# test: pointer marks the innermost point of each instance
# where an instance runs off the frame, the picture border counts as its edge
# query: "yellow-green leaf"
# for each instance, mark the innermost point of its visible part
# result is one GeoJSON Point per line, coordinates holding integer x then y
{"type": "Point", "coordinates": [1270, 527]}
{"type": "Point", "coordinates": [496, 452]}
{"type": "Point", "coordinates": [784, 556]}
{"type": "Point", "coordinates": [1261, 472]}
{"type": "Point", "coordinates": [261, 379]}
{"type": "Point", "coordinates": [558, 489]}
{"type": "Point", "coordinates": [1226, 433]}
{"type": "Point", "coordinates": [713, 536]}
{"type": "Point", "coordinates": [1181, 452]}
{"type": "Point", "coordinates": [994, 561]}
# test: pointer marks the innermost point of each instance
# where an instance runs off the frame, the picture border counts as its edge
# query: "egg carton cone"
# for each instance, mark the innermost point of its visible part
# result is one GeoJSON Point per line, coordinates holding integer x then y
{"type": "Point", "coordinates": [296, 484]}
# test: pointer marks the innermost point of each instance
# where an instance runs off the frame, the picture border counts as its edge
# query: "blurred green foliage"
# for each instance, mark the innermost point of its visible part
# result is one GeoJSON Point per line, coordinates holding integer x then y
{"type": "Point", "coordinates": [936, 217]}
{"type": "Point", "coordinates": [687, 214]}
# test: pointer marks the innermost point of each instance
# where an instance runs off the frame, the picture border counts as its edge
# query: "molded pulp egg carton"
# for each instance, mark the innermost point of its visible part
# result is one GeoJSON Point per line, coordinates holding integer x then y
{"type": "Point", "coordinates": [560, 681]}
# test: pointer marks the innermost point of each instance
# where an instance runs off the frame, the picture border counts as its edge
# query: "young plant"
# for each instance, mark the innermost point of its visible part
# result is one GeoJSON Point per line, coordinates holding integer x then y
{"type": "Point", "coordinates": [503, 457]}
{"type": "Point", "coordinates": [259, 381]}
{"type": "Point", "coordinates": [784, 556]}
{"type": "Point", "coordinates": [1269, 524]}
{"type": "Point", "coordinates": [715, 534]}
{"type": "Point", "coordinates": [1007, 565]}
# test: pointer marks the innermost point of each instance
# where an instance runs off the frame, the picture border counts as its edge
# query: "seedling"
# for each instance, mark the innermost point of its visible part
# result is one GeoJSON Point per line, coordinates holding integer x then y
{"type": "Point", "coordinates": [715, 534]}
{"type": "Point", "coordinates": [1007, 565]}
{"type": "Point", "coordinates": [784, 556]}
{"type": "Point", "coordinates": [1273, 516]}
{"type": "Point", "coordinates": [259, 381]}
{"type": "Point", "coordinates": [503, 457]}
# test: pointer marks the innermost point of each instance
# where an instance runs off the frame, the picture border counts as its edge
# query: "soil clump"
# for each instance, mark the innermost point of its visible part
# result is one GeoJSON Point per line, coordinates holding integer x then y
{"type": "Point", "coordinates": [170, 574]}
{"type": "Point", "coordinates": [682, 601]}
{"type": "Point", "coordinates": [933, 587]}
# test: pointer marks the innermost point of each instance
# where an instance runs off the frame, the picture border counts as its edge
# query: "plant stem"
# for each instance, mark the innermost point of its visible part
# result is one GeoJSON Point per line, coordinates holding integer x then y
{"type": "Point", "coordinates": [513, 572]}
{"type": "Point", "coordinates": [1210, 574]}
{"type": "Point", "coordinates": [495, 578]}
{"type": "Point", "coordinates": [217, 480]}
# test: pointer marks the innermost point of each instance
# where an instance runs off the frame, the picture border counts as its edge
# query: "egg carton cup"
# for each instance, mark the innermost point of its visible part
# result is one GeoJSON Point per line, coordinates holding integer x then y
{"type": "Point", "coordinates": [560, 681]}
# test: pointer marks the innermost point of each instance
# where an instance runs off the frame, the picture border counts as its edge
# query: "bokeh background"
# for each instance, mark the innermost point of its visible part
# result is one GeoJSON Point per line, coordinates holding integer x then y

* [Task brief]: Your answer must be a copy of every line in the data above that holds the string "green".

* [Response]:
# query: "yellow-green leaf"
# query: "blurred green foliage"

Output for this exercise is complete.